Instructions to follow: Word for word, print out all of the data, omitting every image.

Given records:
--- START ---
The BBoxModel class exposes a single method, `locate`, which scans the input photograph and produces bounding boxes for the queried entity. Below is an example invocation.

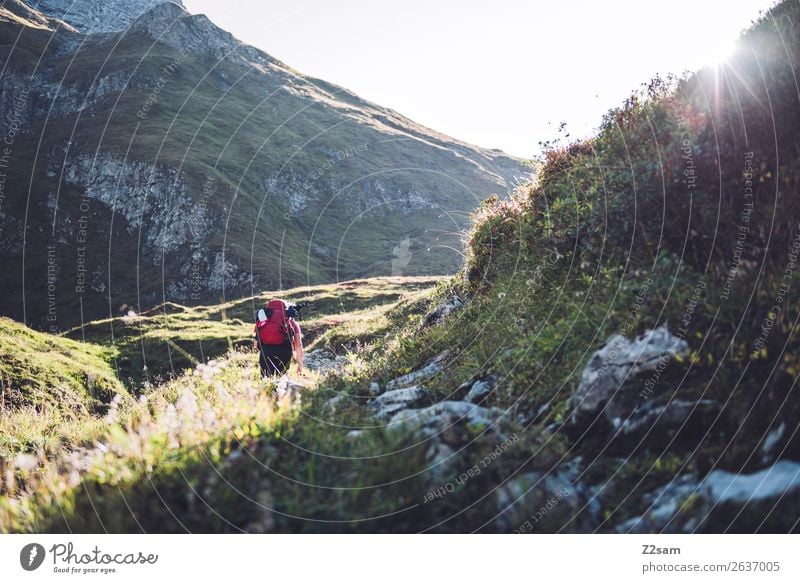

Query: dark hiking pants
[259,342,292,377]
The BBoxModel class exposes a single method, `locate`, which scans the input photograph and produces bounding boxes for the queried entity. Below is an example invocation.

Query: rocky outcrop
[369,386,433,421]
[463,376,495,404]
[36,0,184,33]
[389,400,510,482]
[567,326,689,436]
[705,461,800,505]
[274,377,305,403]
[614,474,702,533]
[129,2,278,69]
[610,398,722,452]
[387,400,505,432]
[618,461,800,533]
[62,154,210,256]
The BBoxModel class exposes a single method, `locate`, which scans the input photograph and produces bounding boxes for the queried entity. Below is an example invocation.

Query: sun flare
[702,37,738,66]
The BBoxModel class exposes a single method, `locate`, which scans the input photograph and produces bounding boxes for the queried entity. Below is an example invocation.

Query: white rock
[703,460,800,504]
[385,351,450,390]
[275,377,306,402]
[387,400,503,430]
[369,386,430,421]
[569,326,690,430]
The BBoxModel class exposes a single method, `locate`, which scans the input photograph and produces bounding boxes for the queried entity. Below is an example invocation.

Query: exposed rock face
[62,153,208,255]
[617,461,800,533]
[567,326,690,435]
[129,2,274,67]
[369,386,433,421]
[36,0,184,33]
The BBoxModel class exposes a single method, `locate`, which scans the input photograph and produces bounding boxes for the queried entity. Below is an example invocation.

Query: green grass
[0,317,124,408]
[63,276,442,385]
[0,316,127,460]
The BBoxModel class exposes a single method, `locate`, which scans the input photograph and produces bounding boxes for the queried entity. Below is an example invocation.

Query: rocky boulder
[618,460,800,533]
[614,474,703,533]
[369,386,433,421]
[384,350,451,391]
[701,460,800,532]
[387,400,505,432]
[422,295,464,327]
[567,326,689,436]
[274,377,306,403]
[388,400,510,482]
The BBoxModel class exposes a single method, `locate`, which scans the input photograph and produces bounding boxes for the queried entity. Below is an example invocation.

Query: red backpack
[256,299,293,345]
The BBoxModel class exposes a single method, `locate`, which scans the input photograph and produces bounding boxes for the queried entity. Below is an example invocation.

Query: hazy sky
[183,0,777,158]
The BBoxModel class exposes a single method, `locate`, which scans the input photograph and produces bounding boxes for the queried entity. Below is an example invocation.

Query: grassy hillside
[63,275,441,385]
[0,316,126,459]
[0,0,524,330]
[2,1,800,533]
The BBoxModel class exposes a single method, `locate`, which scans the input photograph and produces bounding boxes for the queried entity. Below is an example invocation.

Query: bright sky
[183,0,777,159]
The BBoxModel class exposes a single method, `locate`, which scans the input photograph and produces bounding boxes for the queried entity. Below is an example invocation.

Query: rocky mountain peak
[34,0,184,33]
[129,1,277,68]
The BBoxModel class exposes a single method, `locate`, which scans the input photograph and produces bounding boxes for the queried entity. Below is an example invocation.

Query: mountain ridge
[34,0,185,34]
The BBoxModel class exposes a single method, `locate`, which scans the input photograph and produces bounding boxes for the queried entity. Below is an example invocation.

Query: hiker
[254,299,304,377]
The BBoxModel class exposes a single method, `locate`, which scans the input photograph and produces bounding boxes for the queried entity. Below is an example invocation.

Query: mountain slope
[0,0,526,331]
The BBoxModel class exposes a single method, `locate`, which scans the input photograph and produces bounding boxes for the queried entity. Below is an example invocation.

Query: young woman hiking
[255,299,304,377]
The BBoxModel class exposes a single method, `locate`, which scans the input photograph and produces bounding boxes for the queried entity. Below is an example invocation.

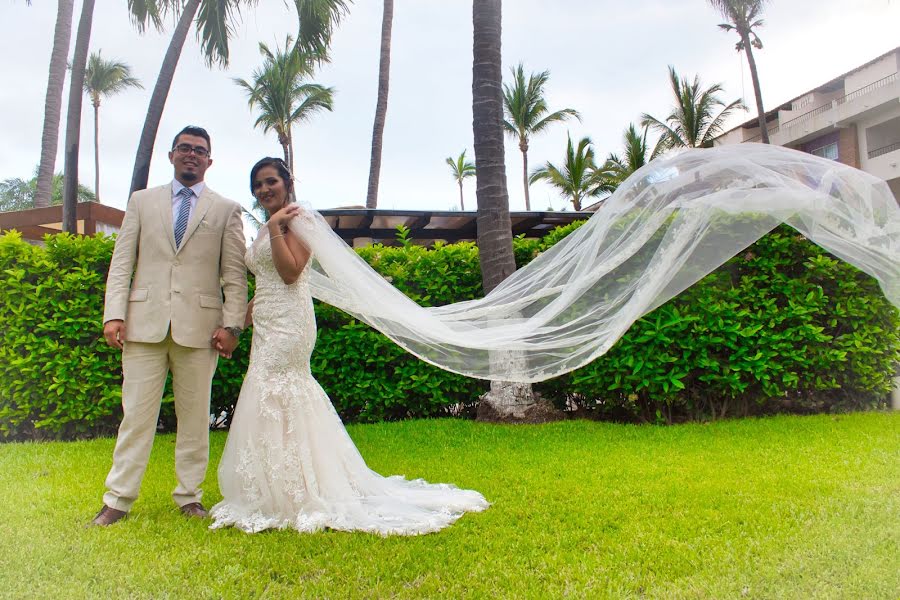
--- END ---
Exercise solution:
The BBoxModel class exposes a single method, `locate`, which scans the input photograph and produces bounding boxes for the queried entity. Below is an example invocation.


Query: dark hiking pants
[259,342,292,377]
The BBoxModel class exposes a single method, `locate`, which scans the input photograph and produces bounding boxes for the queried entity. Below is an example invocation.

Query: rocky outcrop
[369,386,433,421]
[463,376,495,404]
[36,0,184,33]
[389,400,510,482]
[567,326,689,436]
[705,461,800,505]
[274,377,305,403]
[614,474,702,533]
[129,2,278,69]
[610,398,722,452]
[387,400,505,432]
[618,461,800,533]
[62,154,210,256]
The BBoxModel class exposes a single method, `locate`, which scans the input photograph and produces bounding boxes for the queried entity. Below is an example invocation.

Query: sun flare
[702,37,738,66]
The BBoxModel class exposes a single method, `locate`, which scans the input photograph and produces bounding boxes for the queried entity. Below is an example invocation.

Query: white rock
[703,460,800,504]
[385,351,450,390]
[275,377,306,402]
[387,400,503,430]
[369,386,430,421]
[569,326,690,430]
The BBoxModel class exposes a single method, `locate`, which scans the input photograph and produces bounding boxes for the queried entity. Below is an example invocation.

Query: exposed rock face
[62,153,208,255]
[617,461,800,533]
[567,326,690,435]
[129,2,274,67]
[369,386,433,421]
[36,0,184,33]
The BBoxModel class exposes a single method, `locate`, which scans the input photograph and produces bounding boxes for the queried entity. Below is an example invocation.

Query: green grass
[0,317,124,408]
[63,276,442,385]
[0,316,127,460]
The BBoxModel class exposes a single method, `locate`, which scans the input photograph and produces bounding boxes for the queried entity. Below is an example invocation.

Query: rocky boulder
[618,460,800,533]
[614,474,703,533]
[369,386,433,421]
[384,350,451,391]
[701,460,800,532]
[387,400,505,432]
[422,295,464,327]
[567,326,689,436]
[274,377,306,403]
[388,400,510,482]
The BBoxModel class exposes a single method, `locate`, which scans the input photograph and produces bounding boxes for the queried entity. Below is an example invocation.

Query: red backpack
[256,299,293,345]
The BBoxModel class exposes a single method, `locate`, which scans the input photograph and produces bounding boxes for the queried entity. Below is an example invocation.

Query: hazy sky
[183,0,777,158]
The BBoxModel class exposes a single method, `locate`, which scans the input photograph and produces bounding boxes for the queried entity. Below is an example invocation.

Query: grassy hillside
[63,275,441,385]
[0,316,126,459]
[0,0,524,330]
[2,1,800,533]
The BBoxModel class exposes a single method, `locate`, which scans the input photograph and produces bounding boxes for the queried entity. Below is an example invocation.

Query: bright sky
[183,0,777,159]
The BBoxModel class exposes a single method, `locate`, which scans the input photograph and produces bounding boxes for the queried entity. Below is an example invocation.

Query: rocky mountain peak
[34,0,184,33]
[129,1,277,68]
The BBoxModel class exposes a single method, `locate`, which scans the input photograph and produces bounding boxes for the queried entity. Below is an example invocation.

Query: mountain ridge
[34,0,185,34]
The BBoxModel class exposes a single method, `locate`, which scans the input photograph and produces bounding boxes for the queried entity. Below is an example invocation.

Query: hiker
[254,299,304,377]
The BBoxModel class exposes a single method, `locate`, which scans the input photograph and produces bounding boxes for the queried entity. Below is an example invocation.

Query: mountain slope
[0,0,526,331]
The BBoxModel class exposes a single method, `locate`, which scans the input photograph and produces bounding boxes for the queried entity. Below is an example invocation.

Query: young woman hiking
[255,299,304,377]
The BBoxModel class exposes a single method, `locate`, which scans the input photograph and produces bounding boxes for the queried entity. Below is an example invocation.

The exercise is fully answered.